> _Problem statement_:
Answer these questions from the excerpt below on whether a function is bijective:
1. What first derivative does it give for the function?
2. What substitution turns the derivative into a quadratic equation?
3. What limit does it state for f(x) as x tends to -infinity?

> _Text excerpt_:
________________________________________
A function is bijective if it is injective and surjective at the same time. For f(x) to be injective, for no two values of x should the value of f(x) be the same.

y = 3x^5 + 7x^3 + 2x + 1 has odd powers of x, so each value of x gives a distinct value for y. The given function is injective.

The function y = 3x^5 + 7x^3 + 2x + 1 is surjective as every value of the co-domain is given when the function is applied to some value in the domain.

**As y = 3x^5 + 7x^3 + 2x + 1 is injective and surjective, it is bijective.**

To prove that a function is bijective, we have to verify if the function is one to one and on-to.

To verify if the function is one to one, we'll calculate the first derivative and we'll check if it's positive or negative.

In our case, the derivative of the function is:

f'(x)=15x^4 + 21x^2 +2

In order to analyze the monotony of the function, we'll calculate the roots of the first derivative, which in this case is a quadratic function.

We'll make the substitution of x^2=t

The equation of the first derivative becomes:

15t^2+21t+2=0

Delta=(21)^2 - 4*15*2>0

delta = 441 - 120

delta = 321

sqrt delta = 17.9

t1=(-21+17)/30<0

t2=(-21-17)/30<0

So,

x^2=-t1

x^2+t1>0 and

x^2+t2>0, so the function is positive for any value of x.

If the function is positive for any value of x, that means that is a strictly increasing function on domain of definition of function.

Any function strictly increasing on it's domain, is an one to one function!

For any x1<x2 => f(x1)<f(x2), which is the rule of an injective function!

lim f(x)=-infinity, when x tends to -infinity and

lim f(x)=infinity,when x tends to infinity .

From these limits, it is obvious that the function is increasing continuously.

If the function is continuous, then it is an on-to function.

If the function is one to one and on-to same time, that means that the function is bijective!
________________________________________
> _Extracted records_:
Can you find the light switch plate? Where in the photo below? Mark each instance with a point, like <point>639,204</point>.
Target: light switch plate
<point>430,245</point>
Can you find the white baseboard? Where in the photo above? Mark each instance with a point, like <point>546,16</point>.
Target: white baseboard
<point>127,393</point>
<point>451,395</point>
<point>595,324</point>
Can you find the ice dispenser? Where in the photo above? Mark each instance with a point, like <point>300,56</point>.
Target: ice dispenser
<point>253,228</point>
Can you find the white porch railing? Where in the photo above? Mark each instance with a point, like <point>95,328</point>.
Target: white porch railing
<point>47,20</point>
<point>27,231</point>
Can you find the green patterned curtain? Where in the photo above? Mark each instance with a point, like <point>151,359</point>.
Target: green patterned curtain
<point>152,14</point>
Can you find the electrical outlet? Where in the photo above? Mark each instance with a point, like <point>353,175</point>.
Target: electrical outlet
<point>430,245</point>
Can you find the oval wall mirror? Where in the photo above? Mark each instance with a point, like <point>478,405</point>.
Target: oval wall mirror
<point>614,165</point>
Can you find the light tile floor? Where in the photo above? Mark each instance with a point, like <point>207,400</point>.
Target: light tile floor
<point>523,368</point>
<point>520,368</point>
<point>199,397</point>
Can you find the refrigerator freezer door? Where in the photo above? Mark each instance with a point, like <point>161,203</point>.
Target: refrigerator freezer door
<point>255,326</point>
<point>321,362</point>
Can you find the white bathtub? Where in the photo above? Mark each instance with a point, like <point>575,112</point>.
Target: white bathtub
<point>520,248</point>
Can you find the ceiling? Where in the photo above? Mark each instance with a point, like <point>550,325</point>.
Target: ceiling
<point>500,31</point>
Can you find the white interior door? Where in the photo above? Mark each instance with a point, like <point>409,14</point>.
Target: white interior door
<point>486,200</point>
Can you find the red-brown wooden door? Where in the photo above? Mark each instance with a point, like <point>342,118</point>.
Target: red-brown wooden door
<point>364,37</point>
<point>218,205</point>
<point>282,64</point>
________________________________________
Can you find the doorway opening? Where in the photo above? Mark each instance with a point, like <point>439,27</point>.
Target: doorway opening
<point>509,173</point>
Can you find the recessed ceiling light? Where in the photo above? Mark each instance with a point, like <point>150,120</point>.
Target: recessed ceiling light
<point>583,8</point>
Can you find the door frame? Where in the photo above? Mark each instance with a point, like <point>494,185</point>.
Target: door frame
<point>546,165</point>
________________________________________
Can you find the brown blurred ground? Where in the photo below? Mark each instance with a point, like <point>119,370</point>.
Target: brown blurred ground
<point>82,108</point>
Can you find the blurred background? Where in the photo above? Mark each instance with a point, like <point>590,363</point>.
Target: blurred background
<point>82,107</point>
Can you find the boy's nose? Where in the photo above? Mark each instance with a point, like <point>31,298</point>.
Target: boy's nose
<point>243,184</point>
________________________________________
> _Solution_:
1. f'(x)=15x^4 + 21x^2 +2
2. x^2=t
3. -infinity